What is expected> Carry on the review of the comedy "Buffaloed" below, starting right after its last sentence.

Selected extract>
Some of the best comedies are also cultural horror pieces. They focus in on one absurd aspect of how we live, exploiting it for laughs while also making us recoil at the truth of it. This is the case with “Buffaloed”, where we follow a woman named Peg who’s hell-bent on taking hold of the Buffalo debt collection industry.
That may seem small potatoes, but Buffalo, New York, is one of the debt collecting capitals of the U.S. It houses a number of agencies that buy debt for pennies on the dollar, and then try to collect as much of it as possible. Often, they’ll collect more than they’re owed. They’ll make threats in order to collect. They’ll lie about the law and break it themselves. They’ll take advantage of older people who might not remember the debt’s already been settled.
Why would following someone who idolizes this industry be interesting or amusing? Peg is someone who’s idealistic about the cult of sales on which debt collection is based. She’ll willingly trade being able to make it day-to-day for a risky scam that has an outside shot of making her rich. She’s emblematic of a philosophy about money that plunges people into debt in the first place, a philosophy that tells us to invest rather than save, to hoard rather than share, to look out for ourselves rather than our communities.
There can be a certain fascination to watching bad guys who are so exceptionally precise at their manipulation that they run circles around the good guys. The prototype for this is Iago in “Othello”. The concept survives to this day in shows like “House of Cards” and its U.S. remake, or movies like “There Will Be Blood”. That plays differently after four years of Trump, though. Perhaps those we have to fear aren’t the cinematic genius masterminds, but the desperate hustlers who whip their followers into a fanatical frenzy.

Provided data>
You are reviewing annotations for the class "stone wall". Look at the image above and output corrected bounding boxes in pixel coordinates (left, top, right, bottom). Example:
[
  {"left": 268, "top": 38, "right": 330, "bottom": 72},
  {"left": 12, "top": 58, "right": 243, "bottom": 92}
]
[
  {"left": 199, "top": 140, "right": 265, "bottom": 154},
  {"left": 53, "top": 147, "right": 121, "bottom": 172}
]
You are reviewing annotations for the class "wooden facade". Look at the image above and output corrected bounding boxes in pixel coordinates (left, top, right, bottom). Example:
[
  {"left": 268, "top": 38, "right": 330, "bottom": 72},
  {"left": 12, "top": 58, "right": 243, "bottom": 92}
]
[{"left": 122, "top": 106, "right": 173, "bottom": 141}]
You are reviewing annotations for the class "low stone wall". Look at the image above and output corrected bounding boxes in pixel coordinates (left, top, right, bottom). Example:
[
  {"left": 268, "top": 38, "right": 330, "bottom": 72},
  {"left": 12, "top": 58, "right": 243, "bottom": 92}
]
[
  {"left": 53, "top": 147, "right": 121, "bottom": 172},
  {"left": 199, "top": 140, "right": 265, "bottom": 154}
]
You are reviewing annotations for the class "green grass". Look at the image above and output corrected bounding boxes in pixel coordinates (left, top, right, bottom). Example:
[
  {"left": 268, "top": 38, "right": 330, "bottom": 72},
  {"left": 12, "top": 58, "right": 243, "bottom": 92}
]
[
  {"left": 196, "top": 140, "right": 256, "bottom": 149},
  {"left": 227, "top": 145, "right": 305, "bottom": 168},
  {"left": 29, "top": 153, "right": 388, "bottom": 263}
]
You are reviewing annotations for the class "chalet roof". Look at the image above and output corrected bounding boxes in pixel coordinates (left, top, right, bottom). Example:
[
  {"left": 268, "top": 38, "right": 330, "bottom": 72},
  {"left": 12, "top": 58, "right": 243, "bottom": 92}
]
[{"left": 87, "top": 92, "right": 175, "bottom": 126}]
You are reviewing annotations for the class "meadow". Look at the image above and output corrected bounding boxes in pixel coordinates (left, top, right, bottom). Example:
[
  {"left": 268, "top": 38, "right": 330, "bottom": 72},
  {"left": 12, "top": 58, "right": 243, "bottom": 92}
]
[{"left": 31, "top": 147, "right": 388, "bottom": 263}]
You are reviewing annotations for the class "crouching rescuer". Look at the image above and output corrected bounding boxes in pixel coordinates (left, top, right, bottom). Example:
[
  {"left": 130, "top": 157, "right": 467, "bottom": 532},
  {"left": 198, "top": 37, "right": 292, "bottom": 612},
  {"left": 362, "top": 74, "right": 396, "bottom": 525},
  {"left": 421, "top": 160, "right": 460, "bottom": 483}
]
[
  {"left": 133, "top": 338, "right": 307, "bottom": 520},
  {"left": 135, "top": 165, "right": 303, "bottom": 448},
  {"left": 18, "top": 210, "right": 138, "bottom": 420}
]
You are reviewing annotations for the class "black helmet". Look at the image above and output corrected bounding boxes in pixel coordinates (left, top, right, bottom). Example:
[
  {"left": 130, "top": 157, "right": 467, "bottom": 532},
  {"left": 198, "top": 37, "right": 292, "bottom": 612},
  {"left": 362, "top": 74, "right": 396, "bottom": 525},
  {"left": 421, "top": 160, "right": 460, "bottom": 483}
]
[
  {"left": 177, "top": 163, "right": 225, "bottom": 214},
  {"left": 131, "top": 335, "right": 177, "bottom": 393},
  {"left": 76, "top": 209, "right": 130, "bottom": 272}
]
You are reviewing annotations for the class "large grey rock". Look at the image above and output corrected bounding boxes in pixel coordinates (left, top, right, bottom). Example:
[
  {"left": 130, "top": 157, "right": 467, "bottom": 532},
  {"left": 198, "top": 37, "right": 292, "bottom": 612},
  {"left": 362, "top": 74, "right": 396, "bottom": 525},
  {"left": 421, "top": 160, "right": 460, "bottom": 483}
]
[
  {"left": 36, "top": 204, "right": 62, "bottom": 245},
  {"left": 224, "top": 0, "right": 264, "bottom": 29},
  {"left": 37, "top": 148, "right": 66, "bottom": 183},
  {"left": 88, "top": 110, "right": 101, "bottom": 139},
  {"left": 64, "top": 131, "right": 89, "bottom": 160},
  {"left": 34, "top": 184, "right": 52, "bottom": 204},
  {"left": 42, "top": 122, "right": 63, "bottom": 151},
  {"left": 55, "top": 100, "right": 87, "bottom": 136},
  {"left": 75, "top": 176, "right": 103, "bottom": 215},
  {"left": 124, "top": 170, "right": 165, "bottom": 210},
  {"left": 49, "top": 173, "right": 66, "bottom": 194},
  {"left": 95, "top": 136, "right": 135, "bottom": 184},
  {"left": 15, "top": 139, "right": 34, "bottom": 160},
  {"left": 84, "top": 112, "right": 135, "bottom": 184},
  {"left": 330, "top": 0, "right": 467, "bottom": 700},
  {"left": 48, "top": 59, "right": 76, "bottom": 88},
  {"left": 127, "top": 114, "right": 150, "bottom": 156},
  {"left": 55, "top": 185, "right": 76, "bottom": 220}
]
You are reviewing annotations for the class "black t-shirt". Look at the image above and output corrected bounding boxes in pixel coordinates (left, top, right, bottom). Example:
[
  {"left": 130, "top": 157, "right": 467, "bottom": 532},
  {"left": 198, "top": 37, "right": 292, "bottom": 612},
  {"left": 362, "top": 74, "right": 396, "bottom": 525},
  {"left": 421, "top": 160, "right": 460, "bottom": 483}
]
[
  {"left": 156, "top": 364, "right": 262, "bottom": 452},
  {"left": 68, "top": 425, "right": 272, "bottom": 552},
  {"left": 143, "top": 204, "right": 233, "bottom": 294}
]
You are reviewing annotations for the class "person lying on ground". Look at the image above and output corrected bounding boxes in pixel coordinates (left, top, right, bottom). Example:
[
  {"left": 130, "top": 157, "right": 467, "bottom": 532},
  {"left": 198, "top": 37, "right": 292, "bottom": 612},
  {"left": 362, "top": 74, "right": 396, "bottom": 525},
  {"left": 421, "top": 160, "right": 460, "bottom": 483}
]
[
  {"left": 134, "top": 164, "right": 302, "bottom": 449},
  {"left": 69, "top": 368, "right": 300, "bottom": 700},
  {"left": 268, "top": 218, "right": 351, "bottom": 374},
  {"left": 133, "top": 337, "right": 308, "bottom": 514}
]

Reply to the exercise>
Zoey Deutch’s Peg is no Iago. She’s desperate to escape her social class, to escape debt. She has schemes on schemes. She also has the gift of convincing herself, and her family and employees, and perhaps even us as the audience that she wants to do it the right way. She wants to reform the debt collection industry. She wants to make it work for the industry and for those in debt. We know that’s not possible, but if anyone can take a run at it, maybe it’s her – even as she erodes what is and isn’t legitimate.
She’s just good enough at it to ride the line between success and prison. She has just enough of a gift to shift in and out of each. There’s no middle ground for her. She grew up in a house with debt collectors breathing down her mother’s neck. Her mother (Judy Greer in a very overlooked role) runs a struggling, off-the-books business. Peg looks down on her for that, while having endless, misguided faith in the memory of a scam-artist father who passed away and passed his debts onto all the rest.
How is any of this funny, let alone one of the best comedies of the year? Brian Sacca’s screenplay and Tanya Wexler’s direction eviscerate one of the most predatory and loosely regulated industries in the country. Different debt collection agencies go to war like wannabe mafias over who’s buying what debt, at what cost. They raid, threaten, and SWAT each other. The movie educates about the industry even while building comedy off how pathetic and desperate it all is.
Peg herself might be a sociopath. Or she might be a good, caring person who has to act the part of sociopath to stand up against threats. Or she might be a sociopath who acts the part of good, caring person because it keeps her enablers where she needs them. She hires outsiders because she believes in them, identifies with them…or because she knows she can control them more easily. She doesn’t want to betray her lawyer boyfriend because she cares about him…or because she knows he’s a useful resource for her. We never know which, and Deutch’s performance balances on this line perfectly. We’re scared for her, worried for her, and rooting for her while we also legitimately distrust her. That Deutch can sell us on all of the above at once offers us a deceptively complex comedic performance – something that becomes more layered because it is so comedic in nature.
That’s more real and worrisome than an Iago. There will always be someone sensible who resists an Iago. His shortcoming is that he never believed his own lies – they were logical lies, not emotional ones. A Peg, though? She’s an icon. Who needs logic when emotion overrides it? Even as a viewer, I can say I empathize with her and may even believe in her. I want her to succeed because her panic, desperation, resolve, determination – they’re all so identifiable, even when her success is built on eroding the very lines of legitimacy she tells everyone she’s trying to reinforce.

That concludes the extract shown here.